Como disse o Fëanor acima, para os homens não foi revelado o destino do espírito, que deixa sua morada, o corpo, e o mundo físico para um lugar desconhecido. Se é desconhecido, como ter certeza que o espírito humano realmente vai para algum lugar?
Os Homens (e aqui com Homens quero dizer especificamente os das Três Casas dos Edain; explico o porquê mais para a frente) realmente não tinham como ter certeza de que seus espíritos iriam para algum lugar após a morte, mas o que fica implícito e é reforçado no decorrer das obras é que eles não precisavam
ter certeza: eles tinham é que
ter fé de que havia um lugar para eles após a morte - e um lugar
bom, ou a morte não seria vista como um
dom.
Toda a questão da morte como um dom de Eru foi apresentada aos Homens pelos Eldar, visto que estes tiveram contato direto com os Valar e aprenderam isso com eles. Os Homens das Três Casas, que foram os que entraram em contato com os Elfos na Primeira Era e aprenderam com eles, foram assim
iluminados quanto a essa questão. Certamente que de posse desse conhecimento ímpar os Homens passaram então a ter uma visão diferente do mundo e de seu próprio papel nele, do porquê de suas vidas serem como eram. Com raras exceções (duas, na verdade: Tuor e Beren), os Homens jamais se encontraram com os próprios Valar de Valinor para saber se a história contada pelos Eldar era de fato verdadeira, mas aí entram dois fatores que ajudaram a sedimentar esse sentimento de esperança (
estel, recorrente em praticamente qualquer texto tolkieniano):
1) A boa vontade dos Elfos que compartilharam esse conhecimento com os Homens, o modo como esses representantes dos Primeiros viam os Seguidores (principalmente através de Finrod e sua casa, que mostrava um respeito considerável pelos Homens); em vários aspectos os representantes das duas raças que travaram esse tipo de conhecimento possuíam mentalidades parecidas, de modo que não havia por que os Homens desconfiarem da informação que estava sendo passada. E depois do convívio direto com tais Eldar, esse sentimento de confiança só cresceu.

════════

Problema curto 1
Segundo o texto fornecido, quais Homens foram as raras exceções que se encontraram com os próprios Valar de Valinor?

Entradas fornecidas
════════

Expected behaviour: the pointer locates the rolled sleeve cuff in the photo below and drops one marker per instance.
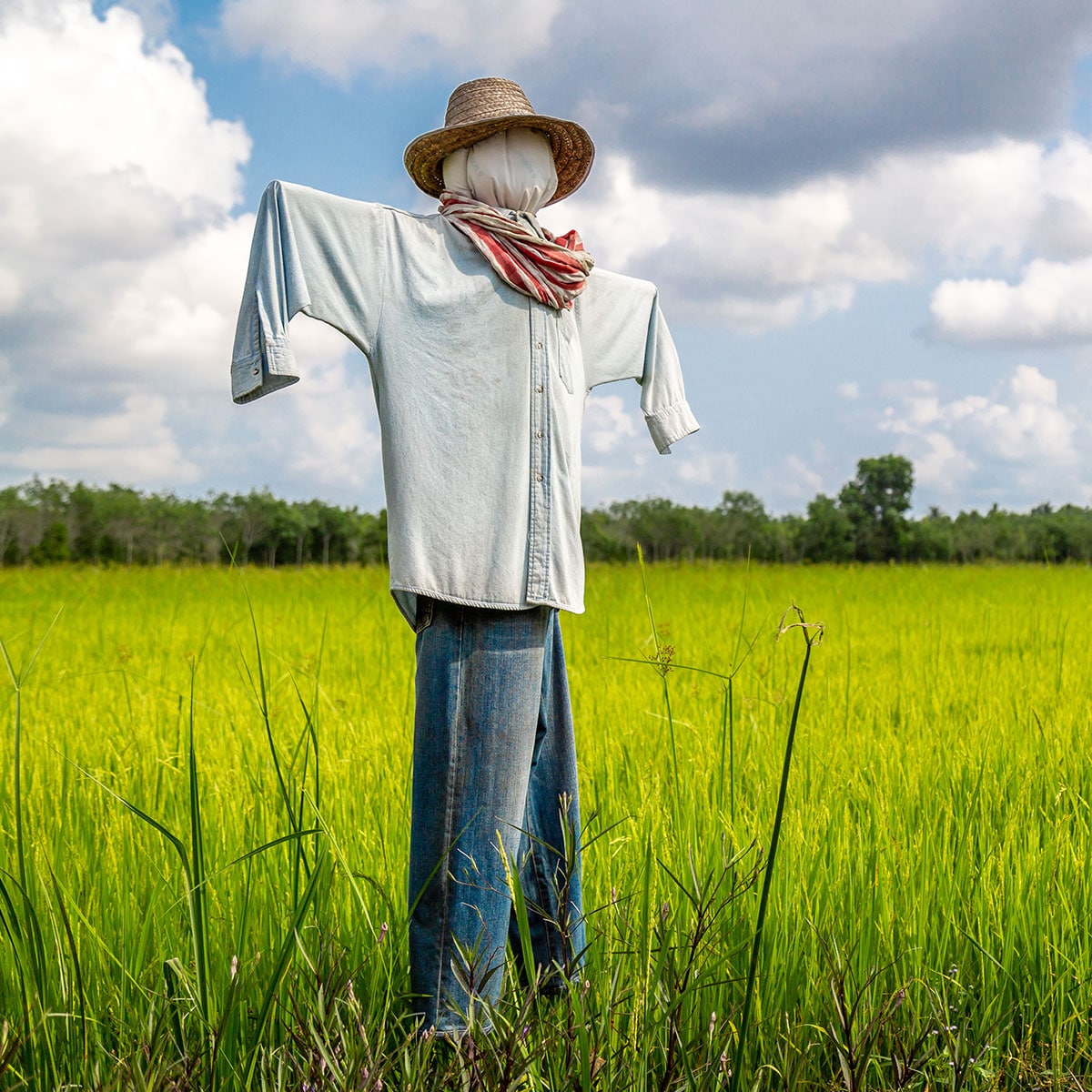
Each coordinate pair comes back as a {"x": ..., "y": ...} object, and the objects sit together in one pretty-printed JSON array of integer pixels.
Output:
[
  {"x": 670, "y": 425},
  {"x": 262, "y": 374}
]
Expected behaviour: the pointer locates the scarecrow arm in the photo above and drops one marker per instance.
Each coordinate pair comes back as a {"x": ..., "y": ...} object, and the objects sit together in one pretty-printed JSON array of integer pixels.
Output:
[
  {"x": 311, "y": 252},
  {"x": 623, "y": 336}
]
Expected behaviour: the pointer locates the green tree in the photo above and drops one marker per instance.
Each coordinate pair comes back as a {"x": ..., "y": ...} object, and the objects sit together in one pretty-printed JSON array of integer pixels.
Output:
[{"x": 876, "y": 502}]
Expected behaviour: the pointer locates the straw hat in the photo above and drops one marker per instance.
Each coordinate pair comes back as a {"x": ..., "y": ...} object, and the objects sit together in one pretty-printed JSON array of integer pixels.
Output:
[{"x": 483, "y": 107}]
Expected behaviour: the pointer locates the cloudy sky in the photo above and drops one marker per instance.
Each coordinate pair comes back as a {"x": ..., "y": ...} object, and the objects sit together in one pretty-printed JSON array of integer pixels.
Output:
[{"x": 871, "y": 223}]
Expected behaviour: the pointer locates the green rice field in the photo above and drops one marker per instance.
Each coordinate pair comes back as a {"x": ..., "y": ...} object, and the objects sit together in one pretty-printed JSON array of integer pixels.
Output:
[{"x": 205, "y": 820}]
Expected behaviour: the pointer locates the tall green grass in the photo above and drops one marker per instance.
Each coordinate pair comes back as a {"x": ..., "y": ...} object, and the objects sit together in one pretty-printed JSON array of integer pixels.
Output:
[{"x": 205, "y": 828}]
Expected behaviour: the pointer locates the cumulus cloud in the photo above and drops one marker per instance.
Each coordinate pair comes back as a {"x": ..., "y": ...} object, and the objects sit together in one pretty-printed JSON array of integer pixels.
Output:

════════

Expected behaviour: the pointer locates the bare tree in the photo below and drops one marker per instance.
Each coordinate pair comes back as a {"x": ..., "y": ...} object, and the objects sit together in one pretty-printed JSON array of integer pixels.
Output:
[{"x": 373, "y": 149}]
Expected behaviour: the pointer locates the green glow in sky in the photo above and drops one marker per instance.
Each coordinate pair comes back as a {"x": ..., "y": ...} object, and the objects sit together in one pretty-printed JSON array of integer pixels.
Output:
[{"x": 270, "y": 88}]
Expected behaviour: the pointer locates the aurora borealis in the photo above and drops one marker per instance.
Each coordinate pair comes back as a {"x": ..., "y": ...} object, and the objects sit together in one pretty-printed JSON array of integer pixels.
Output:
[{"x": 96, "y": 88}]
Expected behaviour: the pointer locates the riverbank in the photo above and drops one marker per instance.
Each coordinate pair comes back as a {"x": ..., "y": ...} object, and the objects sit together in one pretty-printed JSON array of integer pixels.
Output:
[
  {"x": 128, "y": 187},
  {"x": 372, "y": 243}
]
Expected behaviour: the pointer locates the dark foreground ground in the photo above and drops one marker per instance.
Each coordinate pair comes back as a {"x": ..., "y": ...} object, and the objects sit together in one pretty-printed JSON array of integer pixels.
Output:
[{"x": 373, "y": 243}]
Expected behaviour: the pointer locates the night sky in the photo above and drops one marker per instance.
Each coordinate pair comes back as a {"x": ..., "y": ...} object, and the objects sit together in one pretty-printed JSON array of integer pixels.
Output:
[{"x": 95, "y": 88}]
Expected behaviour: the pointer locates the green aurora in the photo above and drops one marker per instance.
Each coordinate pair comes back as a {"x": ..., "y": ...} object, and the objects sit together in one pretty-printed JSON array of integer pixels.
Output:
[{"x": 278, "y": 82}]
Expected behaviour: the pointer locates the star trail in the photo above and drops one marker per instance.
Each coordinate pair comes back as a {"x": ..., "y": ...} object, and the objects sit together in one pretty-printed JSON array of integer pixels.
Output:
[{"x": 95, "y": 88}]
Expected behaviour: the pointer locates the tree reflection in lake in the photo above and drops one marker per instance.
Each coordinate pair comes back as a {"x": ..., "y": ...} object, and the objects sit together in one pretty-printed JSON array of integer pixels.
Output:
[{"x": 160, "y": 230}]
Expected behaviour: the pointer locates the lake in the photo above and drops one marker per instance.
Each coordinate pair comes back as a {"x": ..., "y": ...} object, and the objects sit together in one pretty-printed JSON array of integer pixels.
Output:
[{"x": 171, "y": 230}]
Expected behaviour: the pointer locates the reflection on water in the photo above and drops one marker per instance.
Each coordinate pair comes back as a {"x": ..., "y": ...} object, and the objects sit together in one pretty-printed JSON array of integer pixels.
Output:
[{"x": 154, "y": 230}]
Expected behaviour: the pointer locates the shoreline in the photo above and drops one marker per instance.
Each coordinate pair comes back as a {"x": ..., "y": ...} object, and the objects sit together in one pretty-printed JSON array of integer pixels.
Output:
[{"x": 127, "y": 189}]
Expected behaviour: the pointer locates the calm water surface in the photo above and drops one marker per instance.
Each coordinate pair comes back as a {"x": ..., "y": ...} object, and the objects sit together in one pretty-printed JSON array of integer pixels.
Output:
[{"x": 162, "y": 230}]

════════

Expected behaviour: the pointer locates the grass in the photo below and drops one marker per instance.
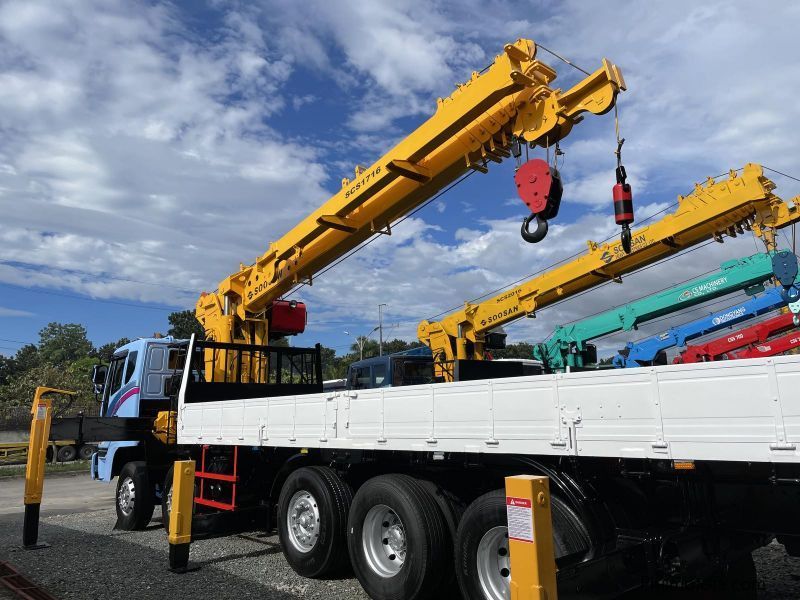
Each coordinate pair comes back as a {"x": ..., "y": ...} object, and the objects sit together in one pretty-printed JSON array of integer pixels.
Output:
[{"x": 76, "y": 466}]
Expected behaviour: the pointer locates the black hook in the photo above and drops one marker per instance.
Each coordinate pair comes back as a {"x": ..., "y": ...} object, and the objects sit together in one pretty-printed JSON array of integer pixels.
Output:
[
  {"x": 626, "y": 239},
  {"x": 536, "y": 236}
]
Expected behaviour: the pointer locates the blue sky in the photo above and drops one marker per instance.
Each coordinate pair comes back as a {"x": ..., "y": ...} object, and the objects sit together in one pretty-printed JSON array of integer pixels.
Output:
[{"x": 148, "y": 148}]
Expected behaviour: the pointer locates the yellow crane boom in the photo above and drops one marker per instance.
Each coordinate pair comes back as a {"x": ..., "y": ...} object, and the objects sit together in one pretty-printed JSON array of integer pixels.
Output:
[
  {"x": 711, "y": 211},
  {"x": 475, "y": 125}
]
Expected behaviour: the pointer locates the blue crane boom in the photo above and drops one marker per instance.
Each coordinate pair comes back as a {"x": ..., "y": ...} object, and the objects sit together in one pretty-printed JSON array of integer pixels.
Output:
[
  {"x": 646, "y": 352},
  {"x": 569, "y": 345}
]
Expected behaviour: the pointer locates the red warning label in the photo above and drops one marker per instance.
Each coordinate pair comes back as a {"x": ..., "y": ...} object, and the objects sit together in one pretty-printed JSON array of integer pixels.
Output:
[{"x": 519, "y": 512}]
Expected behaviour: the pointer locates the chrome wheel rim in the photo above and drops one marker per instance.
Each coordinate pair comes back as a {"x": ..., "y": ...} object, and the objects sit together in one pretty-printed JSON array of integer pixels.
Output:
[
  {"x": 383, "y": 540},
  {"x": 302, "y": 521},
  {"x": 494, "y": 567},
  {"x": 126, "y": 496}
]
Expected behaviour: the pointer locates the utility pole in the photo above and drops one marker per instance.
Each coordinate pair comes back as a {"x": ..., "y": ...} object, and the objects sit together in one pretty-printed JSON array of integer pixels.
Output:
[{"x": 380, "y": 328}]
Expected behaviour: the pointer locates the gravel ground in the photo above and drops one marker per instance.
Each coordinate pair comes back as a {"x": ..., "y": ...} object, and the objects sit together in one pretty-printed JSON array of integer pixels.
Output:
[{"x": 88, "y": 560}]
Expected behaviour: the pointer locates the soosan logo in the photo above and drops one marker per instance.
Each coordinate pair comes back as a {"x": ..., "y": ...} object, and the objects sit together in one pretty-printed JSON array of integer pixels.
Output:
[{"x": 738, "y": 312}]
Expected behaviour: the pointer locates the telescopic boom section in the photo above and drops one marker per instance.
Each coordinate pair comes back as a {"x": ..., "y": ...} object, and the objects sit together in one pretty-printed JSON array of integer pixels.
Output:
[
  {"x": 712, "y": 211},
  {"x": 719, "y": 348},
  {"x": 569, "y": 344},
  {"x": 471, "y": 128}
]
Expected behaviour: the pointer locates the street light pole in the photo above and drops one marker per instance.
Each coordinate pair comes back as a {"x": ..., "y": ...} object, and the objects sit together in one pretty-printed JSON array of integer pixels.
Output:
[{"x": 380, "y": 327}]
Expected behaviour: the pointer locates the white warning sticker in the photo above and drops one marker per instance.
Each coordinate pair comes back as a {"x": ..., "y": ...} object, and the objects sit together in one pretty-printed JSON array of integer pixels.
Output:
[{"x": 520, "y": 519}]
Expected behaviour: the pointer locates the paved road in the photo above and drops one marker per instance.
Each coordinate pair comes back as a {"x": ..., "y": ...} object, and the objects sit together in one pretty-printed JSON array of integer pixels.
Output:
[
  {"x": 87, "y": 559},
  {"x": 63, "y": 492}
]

════════

Problema curto 2
Localize nas entradas cada linha que contenha a palavra "lake". Maiúsculas e minúsculas fazem diferença.

Solução da tarefa 1
Tuor e Beren.

Solução da tarefa 2
Expected behaviour: the pointer locates the tree reflection in lake in the photo above and drops one marker per instance.
Expected behaviour: the pointer locates the lake in the photo above and drops one marker per instance.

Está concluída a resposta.